**PROVIDED TEXT**
This post attempts to be a brief and simple introduction to the Linux graphics stack, and as such, it has an introductory nature. I will focus on giving enough context to understand the role that Mesa and 3D drivers in general play in the stack and leave it to follow up posts to dive deeper into the guts of Mesa in general and the Intel DRI driver specifically.
A bit of history
In order to understand some of the particularities of the current graphics stack it is important to understand how it had to adapt to new challenges throughout the years.
You see, nowadays things are significantly more complex than they used to be, but in the early times there was only a single piece of software that had direct access to the graphics hardware: the X server. This approach made the graphics stack simpler because it didn’t need to synchronize access to the graphics hardware between multiple clients.
In these early days applications would do all their drawing indirectly, through the X server. By using Xlib they would send rendering commands over the X11 protocol that the X server would receive, process and translate to actual hardware commands on the other side of a socket. Notice that this “translation” is the job of a driver: it takes a bunch of hardware agnostic rendering commands as its input and translates them into hardware commands as expected by the targeted GPU.
Since the X server was the only piece of software that could talk to the graphics hardware by design, these drivers were written specifically for it, became modules of the X server itself and an integral part of its architecture. These userspace drivers are called DDX drivers in X server argot and their role in the graphics stack is to support 2D operations as exported by Xlib and required by the X server implementation.
In my Ubuntu system, for example, the DDX driver for my Intel GPU comes via the xserver-xorg-video-intel package and there are similar packages for other GPU vendors.
3D graphics
The above covers 2D graphics as that is what the X server used to be all about. However, the arrival of 3D graphics hardware changed the scenario significantly, as we will see now.
In Linux, 3D graphics is implemented via OpenGL, so people expected an implementation of this standard that would take advantage of the fancy new 3D hardware, that is, a hardware accelerated libGL.so. However, in a system where only the X server was allowed to access the graphics hardware we could not have a libGL.so that talked directly to the 3D hardware. Instead, the solution was to provide an implementation of OpenGL that would send OpenGL commands to the X server through an extension of the X11 protocol and let the X server translate these into actual hardware commands as it had been doing for 2D commands before.
We call this Indirect Rendering, since applications do not send rendering commands directly to the graphics hardware, and instead, render indirectly through the X server.
Unfortunately, developers would soon realize that this solution was not sufficient for intensive 3D applications, such as games, that required to render large amounts of 3D primitives while maintaining high frame rates. The problem was clear: wrapping OpenGL calls in the X11 protocol was not a valid solution.
In order to achieve good performance in 3D applications we needed these to access the hardware directly and that would require to rethink a large chunk of the graphics stack.
Enter Direct Rendering Infrastructure (DRI)
Direct Rendering Infrastructure is the new architecture that allows X clients to talk to the graphics hardware directly. Implementing DRI required changes to various parts of the graphics stack including the X server, the kernel and various client libraries.
Although the term DRI usually refers to the complete architecture, it is often also used to refer only to the specific part of it that involves the interaction of applications with the X server, so be aware of this dual meaning when you read about this stuff on the Internet.

**STORED DATA**

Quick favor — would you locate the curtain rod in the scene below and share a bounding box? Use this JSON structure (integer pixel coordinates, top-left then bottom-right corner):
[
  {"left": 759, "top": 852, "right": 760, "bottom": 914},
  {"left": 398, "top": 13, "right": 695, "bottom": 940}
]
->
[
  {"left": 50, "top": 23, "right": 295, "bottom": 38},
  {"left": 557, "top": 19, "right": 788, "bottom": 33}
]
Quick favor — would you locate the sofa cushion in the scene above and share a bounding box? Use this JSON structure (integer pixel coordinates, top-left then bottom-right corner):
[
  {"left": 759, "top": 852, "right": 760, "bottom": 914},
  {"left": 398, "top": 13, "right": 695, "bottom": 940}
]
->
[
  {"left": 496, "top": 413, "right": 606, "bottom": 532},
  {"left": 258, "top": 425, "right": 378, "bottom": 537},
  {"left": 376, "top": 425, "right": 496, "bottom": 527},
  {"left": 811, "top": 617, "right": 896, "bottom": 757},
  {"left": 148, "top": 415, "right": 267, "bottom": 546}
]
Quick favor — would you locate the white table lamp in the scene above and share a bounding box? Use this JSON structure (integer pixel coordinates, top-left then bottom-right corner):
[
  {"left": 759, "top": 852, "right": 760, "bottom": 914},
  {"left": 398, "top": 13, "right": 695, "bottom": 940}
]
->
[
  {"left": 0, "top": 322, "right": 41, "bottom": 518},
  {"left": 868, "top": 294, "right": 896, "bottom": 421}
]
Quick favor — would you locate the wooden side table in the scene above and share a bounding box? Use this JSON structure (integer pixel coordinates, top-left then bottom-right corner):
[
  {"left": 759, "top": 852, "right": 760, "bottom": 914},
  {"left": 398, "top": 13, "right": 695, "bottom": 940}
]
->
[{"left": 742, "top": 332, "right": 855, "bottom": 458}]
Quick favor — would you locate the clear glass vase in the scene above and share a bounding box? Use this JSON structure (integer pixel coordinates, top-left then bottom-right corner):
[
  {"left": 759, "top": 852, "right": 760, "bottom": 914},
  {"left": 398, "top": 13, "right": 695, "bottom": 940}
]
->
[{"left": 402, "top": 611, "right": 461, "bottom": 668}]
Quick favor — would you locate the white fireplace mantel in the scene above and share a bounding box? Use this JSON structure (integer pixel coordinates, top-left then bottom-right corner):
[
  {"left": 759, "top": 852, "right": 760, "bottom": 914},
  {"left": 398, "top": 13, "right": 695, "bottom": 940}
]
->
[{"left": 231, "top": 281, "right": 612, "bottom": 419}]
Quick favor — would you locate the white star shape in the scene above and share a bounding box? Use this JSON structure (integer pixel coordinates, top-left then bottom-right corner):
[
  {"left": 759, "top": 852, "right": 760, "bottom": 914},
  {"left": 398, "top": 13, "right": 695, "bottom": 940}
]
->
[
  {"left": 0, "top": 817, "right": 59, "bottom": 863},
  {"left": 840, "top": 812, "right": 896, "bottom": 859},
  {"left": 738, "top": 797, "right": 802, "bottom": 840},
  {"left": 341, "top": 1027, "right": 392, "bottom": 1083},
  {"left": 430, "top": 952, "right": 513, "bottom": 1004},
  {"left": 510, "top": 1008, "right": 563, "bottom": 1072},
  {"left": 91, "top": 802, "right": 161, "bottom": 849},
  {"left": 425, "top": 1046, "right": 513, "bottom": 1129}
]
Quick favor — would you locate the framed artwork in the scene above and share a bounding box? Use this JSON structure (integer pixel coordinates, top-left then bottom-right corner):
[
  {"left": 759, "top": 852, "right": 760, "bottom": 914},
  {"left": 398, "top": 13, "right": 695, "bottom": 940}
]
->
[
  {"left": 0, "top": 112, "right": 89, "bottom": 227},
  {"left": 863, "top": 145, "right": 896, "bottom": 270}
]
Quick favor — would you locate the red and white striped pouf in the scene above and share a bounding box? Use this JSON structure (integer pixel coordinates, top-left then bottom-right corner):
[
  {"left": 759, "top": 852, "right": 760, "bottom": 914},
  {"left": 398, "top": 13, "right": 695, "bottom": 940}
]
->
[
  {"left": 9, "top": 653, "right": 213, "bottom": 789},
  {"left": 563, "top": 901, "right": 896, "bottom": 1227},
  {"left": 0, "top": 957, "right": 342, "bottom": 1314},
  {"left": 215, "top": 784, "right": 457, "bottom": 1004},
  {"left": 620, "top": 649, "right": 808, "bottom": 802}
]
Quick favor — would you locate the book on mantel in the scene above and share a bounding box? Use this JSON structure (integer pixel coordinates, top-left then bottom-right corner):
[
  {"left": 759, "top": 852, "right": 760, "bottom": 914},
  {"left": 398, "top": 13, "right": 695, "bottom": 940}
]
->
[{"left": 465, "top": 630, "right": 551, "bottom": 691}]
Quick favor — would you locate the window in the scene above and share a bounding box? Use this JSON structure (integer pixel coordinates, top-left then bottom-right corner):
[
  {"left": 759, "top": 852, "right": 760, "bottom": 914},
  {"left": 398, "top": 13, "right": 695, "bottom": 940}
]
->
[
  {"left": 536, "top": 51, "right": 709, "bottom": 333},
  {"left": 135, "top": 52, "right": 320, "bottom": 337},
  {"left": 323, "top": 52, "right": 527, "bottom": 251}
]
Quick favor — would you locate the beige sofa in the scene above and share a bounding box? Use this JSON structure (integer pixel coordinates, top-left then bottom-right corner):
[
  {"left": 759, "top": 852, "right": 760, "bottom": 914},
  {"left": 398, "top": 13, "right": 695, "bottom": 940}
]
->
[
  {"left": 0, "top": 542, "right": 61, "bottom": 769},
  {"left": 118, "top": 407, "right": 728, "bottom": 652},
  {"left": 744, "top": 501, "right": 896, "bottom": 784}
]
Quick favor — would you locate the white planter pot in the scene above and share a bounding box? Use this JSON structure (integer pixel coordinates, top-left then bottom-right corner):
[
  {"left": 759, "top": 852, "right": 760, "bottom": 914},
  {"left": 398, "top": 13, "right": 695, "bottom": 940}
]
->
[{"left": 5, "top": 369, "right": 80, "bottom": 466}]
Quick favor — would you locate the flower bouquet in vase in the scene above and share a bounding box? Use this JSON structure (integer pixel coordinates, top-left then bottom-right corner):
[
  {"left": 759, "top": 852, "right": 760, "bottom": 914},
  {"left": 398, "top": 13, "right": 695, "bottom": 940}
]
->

**EXERCISES**
- 1) Please condense the paragraph of the Linux graphics stack text beginning "In these early days applications" into a short bulleted list that keeps its main facts.
- 2) In the Linux graphics stack text, what name does X server argot give to the userspace drivers that became modules of the X server?
- 3) Output the part of the Linux graphics stack text from "In Linux, 3D" to "indirectly through the X server.".

**PER-TASK OUTPUTS**
- 1)
- Early applications drew indirectly, through the X server.
- Using Xlib, they sent rendering commands over the X11 protocol across a socket.
- The X server received and processed these commands and translated them into actual hardware commands.
- This translation is a driver's job: turning hardware-agnostic rendering commands into the commands the targeted GPU expects.

- 2) DDX drivers.

- 3)
In Linux, 3D graphics is implemented via OpenGL, so people expected an implementation of this standard that would take advantage of the fancy new 3D hardware, that is, a hardware accelerated libGL.so. However, in a system where only the X server was allowed to access the graphics hardware we could not have a libGL.so that talked directly to the 3D hardware. Instead, the solution was to provide an implementation of OpenGL that would send OpenGL commands to the X server through an extension of the X11 protocol and let the X server translate these into actual hardware commands as it had been doing for 2D commands before.
We call this Indirect Rendering, since applications do not send rendering commands directly to the graphics hardware, and instead, render indirectly through the X server.